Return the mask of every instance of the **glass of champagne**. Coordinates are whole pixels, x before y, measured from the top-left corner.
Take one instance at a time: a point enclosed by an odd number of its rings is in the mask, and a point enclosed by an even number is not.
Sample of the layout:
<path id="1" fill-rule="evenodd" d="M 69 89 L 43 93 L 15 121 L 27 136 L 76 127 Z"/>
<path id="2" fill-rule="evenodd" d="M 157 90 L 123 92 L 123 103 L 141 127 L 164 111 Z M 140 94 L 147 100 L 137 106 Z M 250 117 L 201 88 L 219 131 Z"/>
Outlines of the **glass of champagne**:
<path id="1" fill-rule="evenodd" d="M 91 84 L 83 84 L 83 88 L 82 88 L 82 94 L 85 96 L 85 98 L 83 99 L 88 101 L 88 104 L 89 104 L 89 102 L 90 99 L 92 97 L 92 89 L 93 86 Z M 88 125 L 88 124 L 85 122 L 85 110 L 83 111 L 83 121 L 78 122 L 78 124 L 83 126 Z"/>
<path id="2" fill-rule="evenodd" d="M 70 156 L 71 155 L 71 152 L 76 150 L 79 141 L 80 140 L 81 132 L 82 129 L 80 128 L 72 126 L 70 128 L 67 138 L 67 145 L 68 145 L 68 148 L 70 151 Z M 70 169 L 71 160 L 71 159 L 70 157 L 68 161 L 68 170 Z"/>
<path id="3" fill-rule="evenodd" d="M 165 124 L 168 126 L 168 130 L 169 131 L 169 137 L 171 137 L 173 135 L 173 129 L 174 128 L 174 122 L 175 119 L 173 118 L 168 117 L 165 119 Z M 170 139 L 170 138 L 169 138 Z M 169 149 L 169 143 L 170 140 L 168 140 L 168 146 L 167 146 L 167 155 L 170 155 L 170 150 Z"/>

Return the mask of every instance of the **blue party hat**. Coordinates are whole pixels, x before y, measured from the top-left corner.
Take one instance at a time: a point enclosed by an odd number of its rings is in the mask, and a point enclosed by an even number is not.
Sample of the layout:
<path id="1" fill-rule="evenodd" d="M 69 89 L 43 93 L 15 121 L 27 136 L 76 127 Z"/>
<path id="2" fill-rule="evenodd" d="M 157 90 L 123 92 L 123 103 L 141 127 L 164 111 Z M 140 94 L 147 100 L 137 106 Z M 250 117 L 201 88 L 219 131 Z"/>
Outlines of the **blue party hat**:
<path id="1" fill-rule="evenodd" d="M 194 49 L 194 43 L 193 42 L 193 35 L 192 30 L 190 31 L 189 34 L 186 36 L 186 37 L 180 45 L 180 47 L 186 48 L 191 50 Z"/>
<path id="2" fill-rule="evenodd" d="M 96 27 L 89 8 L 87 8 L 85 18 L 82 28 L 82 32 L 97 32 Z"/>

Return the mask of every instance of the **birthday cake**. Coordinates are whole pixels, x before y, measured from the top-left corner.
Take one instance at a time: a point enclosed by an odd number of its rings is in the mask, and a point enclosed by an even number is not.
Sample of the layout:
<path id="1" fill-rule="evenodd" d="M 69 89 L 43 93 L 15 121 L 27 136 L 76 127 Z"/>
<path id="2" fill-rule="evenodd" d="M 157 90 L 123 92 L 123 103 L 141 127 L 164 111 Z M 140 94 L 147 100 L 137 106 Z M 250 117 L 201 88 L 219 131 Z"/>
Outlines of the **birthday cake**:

#### What this task involves:
Reproduce the data above verbatim, starting at its first line and ending at the line that contains "70 156 L 71", including both of those lines.

#### Correct answer:
Return the mask of every instance of the **glass of champagne**. Coordinates are whole pixels, x before y, measured from the top-left corner.
Take one instance at a time: a point enclosed by an odd number of its rings is in the mask, and a point enclosed by an even number is not.
Sample of the layout:
<path id="1" fill-rule="evenodd" d="M 69 89 L 43 93 L 15 121 L 27 136 L 76 127 Z"/>
<path id="2" fill-rule="evenodd" d="M 157 90 L 123 92 L 123 103 L 141 127 L 164 111 Z M 140 94 L 147 100 L 137 106 Z M 250 117 L 201 88 L 219 131 Z"/>
Outlines of the **glass of champagne**:
<path id="1" fill-rule="evenodd" d="M 91 84 L 83 84 L 83 88 L 82 88 L 82 94 L 85 96 L 85 98 L 83 99 L 88 101 L 88 104 L 89 104 L 89 102 L 90 99 L 92 97 L 92 89 L 93 86 Z M 88 125 L 88 124 L 85 122 L 85 110 L 83 111 L 83 121 L 78 122 L 78 124 L 83 126 Z"/>
<path id="2" fill-rule="evenodd" d="M 70 156 L 71 155 L 71 152 L 76 150 L 79 141 L 80 140 L 81 132 L 82 129 L 80 128 L 72 126 L 70 128 L 67 138 L 67 145 L 68 145 L 68 148 L 70 151 Z M 70 169 L 71 160 L 71 159 L 70 157 L 68 161 L 68 170 Z"/>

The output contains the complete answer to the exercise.